*Action item*:
From the Sunny War album post, extract the passage from "Reading about music" up to and including "Hen House Studios.", keeping every character unchanged.

*Selected passage*:
THE SLOW MUSIC MOVEMENT​
  • Home
  • Music Tips
  • Radio/Playlists
  • Record Label/Licensing
  • Blog
  • Sound Advice
  • About
  • Contact
  • Home
  • Music Tips
  • Radio/Playlists
  • Record Label/Licensing
  • Blog
  • Sound Advice
  • About
  • Contact
Search by typing & pressing enter

YOUR CART

Picture

The Slow Music Movement Blog

​Mostly we put our daily recommendations here for the blog readers among you, although occasionally we go longform.
Reading about music is a bit like looking at pictures of food - not nearly half as much fun as getting involved, so we scribble a brief intro to hopefully whet your appetite but you're better off just hitting play. Not very "slow" I know but there's a lot of music to check these days & hopefully you'll find the recommendations a handy filter.
​Trust your ears, not opinions.

24/8/2019 0 Comments

Sunny War - Shell of a Girl (Hen House Studios)

Picture
WHAT WE SAY:

It's great to see Sunny War back with a new LP as she takes a philosophical look back at her rocky road via varied strains of Americana all united by her fine, self taught, guitar playing & distinctive soulful folk vocals for Hen House Studios.

WHAT YOUR EARS SAY:

WHAT THE PRESS RELEASE SAYS:

Released on the heels of her critically acclaimed 2018 album, With the Sun, Sunny War’s new album finds her a little bit older, a little bit more mature, but looking back on the rocky roads of her past with a surprising amount of nostalgia. Shell of a Girl, coming August 23, 2019 on Hen House Studios with vinyl released by Org Music, was written in a burst of creativity in Los Angeles, and marks a new transition period, with Sunny moving from the Venice Beach boardwalk, where she first made her name, to the streets of downtown Los Angeles. Holed up in a studio apartment in an old halfway house that’s rumored to be haunted, Sunny muses “I think I’ve heard ghosts, but I’ve always heard ghosts everywhere.” These ghosts are reflected in the songs on the new album, either through the ghosts of friends who’ve passed away, from overdose or accident, or in the ghosts of who she used to be. “I feel like I’ve tricked myself into trying to be a part of the system that I swore I’d never participate in,” she says. “Now I’m worried about moving from a studio to a one-bedroom. It bums me out when the thing I’m happy about is paying the light bill. I’m never happy about something that’s real anymore.”

Extracted records:
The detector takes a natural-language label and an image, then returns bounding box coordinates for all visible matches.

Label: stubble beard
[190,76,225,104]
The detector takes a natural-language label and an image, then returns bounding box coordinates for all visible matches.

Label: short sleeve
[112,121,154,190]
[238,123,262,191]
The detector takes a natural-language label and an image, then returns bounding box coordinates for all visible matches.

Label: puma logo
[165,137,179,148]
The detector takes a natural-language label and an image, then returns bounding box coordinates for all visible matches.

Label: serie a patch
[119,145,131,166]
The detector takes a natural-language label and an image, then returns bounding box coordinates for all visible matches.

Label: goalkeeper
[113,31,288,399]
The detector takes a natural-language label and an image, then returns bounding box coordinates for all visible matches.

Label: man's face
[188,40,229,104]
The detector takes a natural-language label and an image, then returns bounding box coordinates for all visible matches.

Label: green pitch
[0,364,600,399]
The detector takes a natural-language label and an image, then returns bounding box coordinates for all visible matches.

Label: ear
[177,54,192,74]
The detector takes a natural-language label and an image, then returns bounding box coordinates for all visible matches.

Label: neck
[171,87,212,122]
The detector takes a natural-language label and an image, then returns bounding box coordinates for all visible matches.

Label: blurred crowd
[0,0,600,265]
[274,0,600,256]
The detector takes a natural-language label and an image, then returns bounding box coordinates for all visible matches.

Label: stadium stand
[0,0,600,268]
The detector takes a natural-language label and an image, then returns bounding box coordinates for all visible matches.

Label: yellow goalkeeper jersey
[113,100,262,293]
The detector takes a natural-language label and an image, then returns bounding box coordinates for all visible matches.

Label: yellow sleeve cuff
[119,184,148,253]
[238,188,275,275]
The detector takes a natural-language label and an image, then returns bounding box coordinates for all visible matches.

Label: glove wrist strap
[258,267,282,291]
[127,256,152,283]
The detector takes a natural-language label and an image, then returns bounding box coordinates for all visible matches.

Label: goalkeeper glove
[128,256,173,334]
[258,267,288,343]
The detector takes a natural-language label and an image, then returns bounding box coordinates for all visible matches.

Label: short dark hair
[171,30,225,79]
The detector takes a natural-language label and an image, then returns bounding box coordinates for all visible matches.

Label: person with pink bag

*Solution to the problem*:
Reading about music is a bit like looking at pictures of food - not nearly half as much fun as getting involved, so we scribble a brief intro to hopefully whet your appetite but you're better off just hitting play. Not very "slow" I know but there's a lot of music to check these days & hopefully you'll find the recommendations a handy filter.
​Trust your ears, not opinions.

24/8/2019 0 Comments

Sunny War - Shell of a Girl (Hen House Studios)

Picture
WHAT WE SAY:

It's great to see Sunny War back with a new LP as she takes a philosophical look back at her rocky road via varied strains of Americana all united by her fine, self taught, guitar playing & distinctive soulful folk vocals for Hen House Studios.